◆ **YOUR INSTRUCTIONS**: Scan the records beneath this line for the line holding "Target: white ceiling" and the line holding "instance, sample <point>286,305</point>.", then transcribe exactly those two and all lines between.

Point-per-instance localization data
·····

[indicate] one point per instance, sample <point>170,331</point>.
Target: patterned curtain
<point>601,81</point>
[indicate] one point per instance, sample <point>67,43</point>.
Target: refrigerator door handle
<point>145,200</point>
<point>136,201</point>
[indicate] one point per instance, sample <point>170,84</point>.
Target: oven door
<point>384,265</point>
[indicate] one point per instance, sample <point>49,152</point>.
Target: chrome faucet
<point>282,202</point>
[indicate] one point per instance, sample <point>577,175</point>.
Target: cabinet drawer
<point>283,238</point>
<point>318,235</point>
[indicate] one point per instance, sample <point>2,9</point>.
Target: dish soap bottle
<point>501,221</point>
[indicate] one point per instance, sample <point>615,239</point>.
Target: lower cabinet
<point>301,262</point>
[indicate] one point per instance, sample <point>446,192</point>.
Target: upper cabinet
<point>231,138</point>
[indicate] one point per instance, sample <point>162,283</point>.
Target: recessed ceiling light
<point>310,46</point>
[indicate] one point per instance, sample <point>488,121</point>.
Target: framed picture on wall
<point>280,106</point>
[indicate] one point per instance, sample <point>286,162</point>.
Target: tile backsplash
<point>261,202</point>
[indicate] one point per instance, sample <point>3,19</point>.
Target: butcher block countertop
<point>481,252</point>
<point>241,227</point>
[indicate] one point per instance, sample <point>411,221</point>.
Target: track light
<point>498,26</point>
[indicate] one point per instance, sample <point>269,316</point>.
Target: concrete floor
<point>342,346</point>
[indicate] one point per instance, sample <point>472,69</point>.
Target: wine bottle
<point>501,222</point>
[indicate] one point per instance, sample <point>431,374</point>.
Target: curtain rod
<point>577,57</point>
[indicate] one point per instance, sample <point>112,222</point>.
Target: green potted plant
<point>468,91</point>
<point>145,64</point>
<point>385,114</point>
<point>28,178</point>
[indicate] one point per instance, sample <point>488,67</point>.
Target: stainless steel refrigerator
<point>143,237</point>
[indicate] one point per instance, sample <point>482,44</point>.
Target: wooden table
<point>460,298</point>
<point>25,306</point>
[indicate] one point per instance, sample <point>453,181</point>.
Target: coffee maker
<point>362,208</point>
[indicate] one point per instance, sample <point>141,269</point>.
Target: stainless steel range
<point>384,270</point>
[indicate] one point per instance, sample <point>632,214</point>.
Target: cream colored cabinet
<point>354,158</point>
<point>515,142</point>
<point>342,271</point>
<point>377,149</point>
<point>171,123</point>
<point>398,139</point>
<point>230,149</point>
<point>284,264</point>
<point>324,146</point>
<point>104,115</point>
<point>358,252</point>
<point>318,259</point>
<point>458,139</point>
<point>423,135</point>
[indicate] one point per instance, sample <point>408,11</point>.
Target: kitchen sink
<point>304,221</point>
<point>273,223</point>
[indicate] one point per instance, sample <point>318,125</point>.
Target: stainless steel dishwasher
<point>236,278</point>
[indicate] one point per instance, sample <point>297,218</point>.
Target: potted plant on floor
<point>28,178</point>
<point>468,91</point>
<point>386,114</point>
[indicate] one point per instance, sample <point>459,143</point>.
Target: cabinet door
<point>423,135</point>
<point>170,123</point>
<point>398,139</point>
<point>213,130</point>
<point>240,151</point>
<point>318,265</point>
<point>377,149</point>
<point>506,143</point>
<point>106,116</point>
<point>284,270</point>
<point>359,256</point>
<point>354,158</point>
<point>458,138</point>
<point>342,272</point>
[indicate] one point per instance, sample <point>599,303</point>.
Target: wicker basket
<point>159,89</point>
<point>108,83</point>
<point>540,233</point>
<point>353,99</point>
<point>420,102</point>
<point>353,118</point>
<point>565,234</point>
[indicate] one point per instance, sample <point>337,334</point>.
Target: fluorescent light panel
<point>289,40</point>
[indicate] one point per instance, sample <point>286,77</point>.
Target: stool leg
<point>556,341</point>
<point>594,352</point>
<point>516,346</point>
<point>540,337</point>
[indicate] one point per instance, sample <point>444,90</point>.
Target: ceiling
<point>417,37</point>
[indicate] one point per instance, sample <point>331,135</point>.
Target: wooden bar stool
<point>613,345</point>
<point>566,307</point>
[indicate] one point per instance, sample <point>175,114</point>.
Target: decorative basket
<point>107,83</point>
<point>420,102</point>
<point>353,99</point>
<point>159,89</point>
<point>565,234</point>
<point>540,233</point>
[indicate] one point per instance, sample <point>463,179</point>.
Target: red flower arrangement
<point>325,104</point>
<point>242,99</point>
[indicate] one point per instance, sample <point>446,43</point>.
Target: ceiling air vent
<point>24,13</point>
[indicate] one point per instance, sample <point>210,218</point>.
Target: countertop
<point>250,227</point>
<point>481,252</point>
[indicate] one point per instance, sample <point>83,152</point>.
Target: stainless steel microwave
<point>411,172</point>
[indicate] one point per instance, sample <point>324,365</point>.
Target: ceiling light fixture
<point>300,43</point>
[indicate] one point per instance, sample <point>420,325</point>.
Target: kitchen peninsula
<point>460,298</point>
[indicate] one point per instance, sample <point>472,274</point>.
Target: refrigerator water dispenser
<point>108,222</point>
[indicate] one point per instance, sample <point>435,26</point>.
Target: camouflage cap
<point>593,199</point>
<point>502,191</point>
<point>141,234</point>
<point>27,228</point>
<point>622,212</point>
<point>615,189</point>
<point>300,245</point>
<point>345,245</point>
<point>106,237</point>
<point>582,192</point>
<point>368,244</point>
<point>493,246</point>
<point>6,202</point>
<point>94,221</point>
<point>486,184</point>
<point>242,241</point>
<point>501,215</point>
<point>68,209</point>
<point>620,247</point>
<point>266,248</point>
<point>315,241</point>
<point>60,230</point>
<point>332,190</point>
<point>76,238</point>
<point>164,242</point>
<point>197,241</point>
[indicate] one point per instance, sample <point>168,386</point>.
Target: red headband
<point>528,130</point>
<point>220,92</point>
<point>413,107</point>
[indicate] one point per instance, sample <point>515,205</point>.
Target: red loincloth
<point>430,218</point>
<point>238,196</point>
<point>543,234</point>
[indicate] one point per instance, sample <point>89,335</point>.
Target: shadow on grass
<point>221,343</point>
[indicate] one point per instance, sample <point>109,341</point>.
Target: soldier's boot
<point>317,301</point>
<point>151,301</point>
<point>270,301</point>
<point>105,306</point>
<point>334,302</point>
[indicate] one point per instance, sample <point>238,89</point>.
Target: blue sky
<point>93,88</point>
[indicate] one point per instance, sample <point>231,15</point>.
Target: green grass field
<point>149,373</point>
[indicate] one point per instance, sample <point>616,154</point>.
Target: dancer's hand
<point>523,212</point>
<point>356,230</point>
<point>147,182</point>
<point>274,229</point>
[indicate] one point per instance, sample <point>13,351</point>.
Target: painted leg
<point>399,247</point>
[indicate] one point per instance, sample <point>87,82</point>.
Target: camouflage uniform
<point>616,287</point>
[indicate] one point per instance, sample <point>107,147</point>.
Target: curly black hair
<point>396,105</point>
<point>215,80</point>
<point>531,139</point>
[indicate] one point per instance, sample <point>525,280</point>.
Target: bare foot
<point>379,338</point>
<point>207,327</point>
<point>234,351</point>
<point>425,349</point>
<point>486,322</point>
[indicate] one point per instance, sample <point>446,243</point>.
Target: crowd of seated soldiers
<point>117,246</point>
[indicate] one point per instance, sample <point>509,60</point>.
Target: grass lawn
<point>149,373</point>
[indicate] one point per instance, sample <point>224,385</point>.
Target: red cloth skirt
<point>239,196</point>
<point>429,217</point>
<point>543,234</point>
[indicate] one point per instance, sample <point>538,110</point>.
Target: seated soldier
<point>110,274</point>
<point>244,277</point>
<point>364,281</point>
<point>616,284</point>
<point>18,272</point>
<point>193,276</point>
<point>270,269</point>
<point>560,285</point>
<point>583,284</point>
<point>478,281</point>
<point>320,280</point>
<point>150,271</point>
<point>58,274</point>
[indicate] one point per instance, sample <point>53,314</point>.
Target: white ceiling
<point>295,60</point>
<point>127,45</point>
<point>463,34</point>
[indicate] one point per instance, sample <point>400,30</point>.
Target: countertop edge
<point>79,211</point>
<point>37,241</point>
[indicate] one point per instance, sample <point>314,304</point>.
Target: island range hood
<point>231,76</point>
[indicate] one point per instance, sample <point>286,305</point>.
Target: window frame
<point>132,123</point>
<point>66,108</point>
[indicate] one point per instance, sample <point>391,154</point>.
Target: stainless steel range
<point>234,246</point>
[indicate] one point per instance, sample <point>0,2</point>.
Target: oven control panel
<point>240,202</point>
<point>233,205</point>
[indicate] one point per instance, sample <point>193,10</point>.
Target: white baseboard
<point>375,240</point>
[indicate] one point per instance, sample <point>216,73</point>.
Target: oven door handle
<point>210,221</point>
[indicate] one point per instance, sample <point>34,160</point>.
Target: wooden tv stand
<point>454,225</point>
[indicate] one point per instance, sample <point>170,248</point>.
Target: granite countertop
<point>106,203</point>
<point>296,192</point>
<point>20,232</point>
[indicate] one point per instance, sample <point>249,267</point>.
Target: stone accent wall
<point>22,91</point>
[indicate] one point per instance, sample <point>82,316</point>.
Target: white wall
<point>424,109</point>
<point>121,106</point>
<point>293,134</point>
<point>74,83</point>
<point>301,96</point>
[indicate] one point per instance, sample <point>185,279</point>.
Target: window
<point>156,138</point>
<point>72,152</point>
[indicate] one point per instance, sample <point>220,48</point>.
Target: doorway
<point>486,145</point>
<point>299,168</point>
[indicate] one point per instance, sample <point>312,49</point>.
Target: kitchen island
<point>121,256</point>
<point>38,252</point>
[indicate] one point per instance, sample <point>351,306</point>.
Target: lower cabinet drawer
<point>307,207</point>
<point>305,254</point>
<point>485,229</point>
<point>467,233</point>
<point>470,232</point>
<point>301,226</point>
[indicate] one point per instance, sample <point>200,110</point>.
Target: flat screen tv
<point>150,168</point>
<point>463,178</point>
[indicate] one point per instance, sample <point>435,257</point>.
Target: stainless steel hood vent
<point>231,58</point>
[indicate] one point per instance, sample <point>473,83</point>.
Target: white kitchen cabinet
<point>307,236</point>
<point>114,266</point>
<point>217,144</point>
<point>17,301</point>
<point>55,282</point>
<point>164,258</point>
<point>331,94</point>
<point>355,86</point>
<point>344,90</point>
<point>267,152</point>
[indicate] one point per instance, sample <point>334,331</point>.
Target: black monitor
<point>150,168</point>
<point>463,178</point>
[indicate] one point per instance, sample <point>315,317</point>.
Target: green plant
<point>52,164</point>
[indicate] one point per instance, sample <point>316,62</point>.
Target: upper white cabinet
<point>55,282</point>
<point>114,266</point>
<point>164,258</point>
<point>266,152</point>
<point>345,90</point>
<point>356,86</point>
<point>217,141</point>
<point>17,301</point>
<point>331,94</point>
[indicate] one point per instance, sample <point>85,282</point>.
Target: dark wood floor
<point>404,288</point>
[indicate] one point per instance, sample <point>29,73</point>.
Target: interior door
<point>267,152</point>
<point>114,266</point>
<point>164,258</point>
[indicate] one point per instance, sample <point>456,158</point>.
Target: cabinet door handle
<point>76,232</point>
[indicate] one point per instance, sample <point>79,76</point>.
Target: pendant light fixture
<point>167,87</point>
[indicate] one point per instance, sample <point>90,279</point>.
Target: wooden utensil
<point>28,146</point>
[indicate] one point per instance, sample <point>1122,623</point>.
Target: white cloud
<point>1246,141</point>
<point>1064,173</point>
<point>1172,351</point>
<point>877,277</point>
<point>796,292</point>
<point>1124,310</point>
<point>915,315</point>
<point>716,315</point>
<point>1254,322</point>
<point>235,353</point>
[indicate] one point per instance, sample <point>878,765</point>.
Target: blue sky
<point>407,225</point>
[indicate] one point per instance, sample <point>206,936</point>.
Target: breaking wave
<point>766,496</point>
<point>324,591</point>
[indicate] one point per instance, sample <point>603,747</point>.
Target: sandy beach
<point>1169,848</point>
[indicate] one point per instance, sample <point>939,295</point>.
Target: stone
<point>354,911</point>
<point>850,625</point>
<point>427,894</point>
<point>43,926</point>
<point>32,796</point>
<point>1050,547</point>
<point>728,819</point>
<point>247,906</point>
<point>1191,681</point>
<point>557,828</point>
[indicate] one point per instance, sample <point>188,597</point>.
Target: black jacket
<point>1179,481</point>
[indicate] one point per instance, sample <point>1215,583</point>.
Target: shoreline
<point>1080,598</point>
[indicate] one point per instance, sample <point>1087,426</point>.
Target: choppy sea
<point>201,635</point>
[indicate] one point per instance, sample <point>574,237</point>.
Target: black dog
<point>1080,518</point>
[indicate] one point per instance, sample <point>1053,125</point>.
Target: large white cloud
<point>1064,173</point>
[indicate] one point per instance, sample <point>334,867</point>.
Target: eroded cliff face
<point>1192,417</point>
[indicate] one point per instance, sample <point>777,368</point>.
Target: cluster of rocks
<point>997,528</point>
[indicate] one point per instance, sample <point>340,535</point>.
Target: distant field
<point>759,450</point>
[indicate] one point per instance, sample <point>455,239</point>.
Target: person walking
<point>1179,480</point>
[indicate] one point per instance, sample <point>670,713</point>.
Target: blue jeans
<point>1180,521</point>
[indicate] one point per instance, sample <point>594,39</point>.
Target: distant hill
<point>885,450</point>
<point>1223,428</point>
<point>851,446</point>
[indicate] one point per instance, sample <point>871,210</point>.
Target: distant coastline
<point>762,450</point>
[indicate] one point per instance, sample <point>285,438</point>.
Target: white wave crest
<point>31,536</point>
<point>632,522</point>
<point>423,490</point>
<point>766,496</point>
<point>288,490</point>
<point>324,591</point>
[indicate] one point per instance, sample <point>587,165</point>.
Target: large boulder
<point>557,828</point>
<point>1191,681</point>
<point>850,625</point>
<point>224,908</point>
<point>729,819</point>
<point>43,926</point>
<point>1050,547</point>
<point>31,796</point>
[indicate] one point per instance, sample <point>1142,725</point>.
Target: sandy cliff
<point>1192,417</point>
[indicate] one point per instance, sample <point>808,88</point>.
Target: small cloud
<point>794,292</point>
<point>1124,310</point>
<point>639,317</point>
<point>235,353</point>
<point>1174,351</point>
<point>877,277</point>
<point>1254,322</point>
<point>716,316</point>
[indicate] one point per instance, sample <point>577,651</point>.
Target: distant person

·····

◆ **RESULT FOR THIS TASK**:
Target: white ceiling
<point>295,60</point>
<point>127,45</point>
<point>463,34</point>
[indicate] one point per instance, sample <point>400,30</point>.
Target: countertop edge
<point>79,211</point>
<point>37,241</point>
[indicate] one point per instance, sample <point>314,304</point>.
Target: island range hood
<point>231,76</point>
[indicate] one point per instance, sample <point>286,305</point>.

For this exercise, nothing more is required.